— Task requirements —
From the data that follows, print exactly the lines starting at the one containing "FIND floodwater" and ending at the one containing "FIND water reflection"; include both of them and nothing more.
*** Listed records ***
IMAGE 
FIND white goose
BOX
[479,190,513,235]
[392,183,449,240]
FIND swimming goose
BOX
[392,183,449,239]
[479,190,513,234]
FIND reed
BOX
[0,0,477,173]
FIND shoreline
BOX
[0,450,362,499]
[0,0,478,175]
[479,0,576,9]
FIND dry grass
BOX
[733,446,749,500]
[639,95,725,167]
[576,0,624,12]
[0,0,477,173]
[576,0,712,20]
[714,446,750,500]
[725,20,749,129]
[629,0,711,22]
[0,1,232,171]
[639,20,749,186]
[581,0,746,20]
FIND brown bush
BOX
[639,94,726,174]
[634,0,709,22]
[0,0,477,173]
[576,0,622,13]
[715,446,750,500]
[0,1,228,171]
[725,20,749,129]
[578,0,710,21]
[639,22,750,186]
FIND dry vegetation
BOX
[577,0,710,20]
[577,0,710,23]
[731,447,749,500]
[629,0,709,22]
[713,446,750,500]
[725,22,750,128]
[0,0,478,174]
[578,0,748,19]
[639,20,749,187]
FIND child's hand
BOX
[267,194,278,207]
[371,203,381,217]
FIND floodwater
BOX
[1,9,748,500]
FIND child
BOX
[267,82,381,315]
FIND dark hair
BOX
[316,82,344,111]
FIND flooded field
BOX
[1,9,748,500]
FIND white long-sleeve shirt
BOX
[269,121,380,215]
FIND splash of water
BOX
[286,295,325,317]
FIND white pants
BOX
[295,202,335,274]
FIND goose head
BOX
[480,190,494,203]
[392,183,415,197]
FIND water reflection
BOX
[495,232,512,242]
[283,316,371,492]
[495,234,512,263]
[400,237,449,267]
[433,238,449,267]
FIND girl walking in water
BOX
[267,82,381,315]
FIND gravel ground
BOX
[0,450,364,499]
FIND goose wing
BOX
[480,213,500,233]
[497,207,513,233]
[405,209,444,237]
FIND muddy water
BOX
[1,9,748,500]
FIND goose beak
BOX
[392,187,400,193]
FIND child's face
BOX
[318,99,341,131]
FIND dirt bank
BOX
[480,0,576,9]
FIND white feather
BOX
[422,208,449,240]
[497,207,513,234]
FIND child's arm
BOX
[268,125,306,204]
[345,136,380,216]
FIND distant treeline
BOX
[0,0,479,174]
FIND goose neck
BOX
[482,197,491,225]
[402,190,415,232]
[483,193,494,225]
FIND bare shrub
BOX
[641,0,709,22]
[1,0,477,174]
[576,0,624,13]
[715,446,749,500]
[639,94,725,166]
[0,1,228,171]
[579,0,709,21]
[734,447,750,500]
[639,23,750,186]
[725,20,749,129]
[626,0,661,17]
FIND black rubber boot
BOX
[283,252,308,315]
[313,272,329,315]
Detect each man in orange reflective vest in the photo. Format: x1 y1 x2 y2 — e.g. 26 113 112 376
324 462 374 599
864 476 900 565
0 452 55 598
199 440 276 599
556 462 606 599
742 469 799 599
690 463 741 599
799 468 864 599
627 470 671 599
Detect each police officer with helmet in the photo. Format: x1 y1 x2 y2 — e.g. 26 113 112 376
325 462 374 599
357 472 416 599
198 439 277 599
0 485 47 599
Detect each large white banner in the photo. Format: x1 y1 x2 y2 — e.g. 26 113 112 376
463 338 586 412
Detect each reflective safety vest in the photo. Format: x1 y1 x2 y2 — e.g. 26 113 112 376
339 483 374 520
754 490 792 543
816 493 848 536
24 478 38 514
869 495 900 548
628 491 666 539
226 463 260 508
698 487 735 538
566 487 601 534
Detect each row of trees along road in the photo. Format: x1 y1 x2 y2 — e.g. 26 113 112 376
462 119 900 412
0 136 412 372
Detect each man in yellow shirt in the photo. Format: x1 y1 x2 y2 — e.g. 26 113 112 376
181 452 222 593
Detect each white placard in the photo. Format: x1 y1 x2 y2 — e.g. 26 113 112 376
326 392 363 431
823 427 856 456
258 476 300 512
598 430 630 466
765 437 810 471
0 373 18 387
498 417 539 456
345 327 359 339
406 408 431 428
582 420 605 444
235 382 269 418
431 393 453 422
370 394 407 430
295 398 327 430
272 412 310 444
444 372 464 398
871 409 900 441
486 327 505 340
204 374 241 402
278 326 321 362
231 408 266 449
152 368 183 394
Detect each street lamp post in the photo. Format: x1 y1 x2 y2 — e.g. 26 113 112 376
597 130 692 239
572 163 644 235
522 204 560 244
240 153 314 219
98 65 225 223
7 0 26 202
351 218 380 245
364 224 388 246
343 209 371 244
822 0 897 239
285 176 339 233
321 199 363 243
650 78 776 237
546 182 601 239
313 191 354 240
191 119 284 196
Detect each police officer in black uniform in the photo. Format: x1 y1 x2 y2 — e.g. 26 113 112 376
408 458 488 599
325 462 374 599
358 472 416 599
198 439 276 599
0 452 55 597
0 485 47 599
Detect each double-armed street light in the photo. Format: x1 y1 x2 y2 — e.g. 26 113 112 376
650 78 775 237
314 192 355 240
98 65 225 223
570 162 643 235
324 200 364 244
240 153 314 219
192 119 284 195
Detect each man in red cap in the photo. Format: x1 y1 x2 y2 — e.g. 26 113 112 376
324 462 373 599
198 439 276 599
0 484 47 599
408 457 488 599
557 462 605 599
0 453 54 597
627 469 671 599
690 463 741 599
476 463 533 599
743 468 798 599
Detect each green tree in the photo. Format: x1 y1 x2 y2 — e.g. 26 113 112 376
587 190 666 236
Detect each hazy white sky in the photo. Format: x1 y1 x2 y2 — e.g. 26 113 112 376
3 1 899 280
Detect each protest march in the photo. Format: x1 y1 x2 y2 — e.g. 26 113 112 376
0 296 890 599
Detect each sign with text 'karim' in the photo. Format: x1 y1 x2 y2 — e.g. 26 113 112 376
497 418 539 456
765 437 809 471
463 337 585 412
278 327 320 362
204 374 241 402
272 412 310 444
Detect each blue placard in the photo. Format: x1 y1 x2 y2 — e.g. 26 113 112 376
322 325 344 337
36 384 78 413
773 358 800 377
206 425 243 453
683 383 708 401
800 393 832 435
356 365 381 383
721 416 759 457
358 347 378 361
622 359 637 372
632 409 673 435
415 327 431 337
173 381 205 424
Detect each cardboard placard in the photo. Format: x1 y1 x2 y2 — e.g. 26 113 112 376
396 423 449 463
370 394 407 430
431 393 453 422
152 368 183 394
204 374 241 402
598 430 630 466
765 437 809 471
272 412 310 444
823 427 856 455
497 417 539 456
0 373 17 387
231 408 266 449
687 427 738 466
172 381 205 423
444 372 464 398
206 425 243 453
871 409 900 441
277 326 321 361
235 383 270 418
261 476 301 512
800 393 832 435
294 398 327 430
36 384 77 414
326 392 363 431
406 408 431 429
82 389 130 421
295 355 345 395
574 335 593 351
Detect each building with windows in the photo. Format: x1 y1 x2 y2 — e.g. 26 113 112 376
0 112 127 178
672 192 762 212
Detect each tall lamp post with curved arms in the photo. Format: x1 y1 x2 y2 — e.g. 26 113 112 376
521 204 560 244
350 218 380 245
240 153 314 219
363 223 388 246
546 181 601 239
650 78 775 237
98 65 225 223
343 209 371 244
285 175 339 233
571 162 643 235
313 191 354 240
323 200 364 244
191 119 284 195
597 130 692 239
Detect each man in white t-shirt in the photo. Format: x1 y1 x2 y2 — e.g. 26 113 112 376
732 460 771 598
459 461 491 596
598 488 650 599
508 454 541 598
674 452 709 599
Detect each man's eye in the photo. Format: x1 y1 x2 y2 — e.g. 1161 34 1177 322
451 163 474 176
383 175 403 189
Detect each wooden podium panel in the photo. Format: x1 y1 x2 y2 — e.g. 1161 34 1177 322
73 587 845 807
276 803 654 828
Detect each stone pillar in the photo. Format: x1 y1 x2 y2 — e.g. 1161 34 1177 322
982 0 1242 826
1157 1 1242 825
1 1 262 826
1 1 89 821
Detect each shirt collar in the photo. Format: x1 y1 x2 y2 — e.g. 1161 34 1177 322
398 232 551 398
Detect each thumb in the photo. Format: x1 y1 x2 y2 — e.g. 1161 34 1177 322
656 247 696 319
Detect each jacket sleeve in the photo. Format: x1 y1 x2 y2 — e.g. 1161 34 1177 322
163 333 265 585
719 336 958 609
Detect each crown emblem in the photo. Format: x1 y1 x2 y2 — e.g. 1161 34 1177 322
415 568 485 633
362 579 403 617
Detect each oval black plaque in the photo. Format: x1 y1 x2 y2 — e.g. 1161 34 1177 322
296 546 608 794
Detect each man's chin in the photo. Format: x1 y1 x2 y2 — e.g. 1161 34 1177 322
*** End of Listed records ***
— Solved exercise —
FIND floodwater
BOX
[1,9,748,500]
FIND child
BOX
[267,82,381,315]
FIND dark hair
BOX
[316,82,344,111]
FIND flooded field
BOX
[1,9,748,500]
FIND white long-sleeve shirt
BOX
[269,121,380,215]
FIND splash of water
BOX
[286,295,325,317]
FIND white pants
BOX
[295,202,335,274]
FIND goose head
BOX
[480,190,494,203]
[392,183,415,197]
FIND water reflection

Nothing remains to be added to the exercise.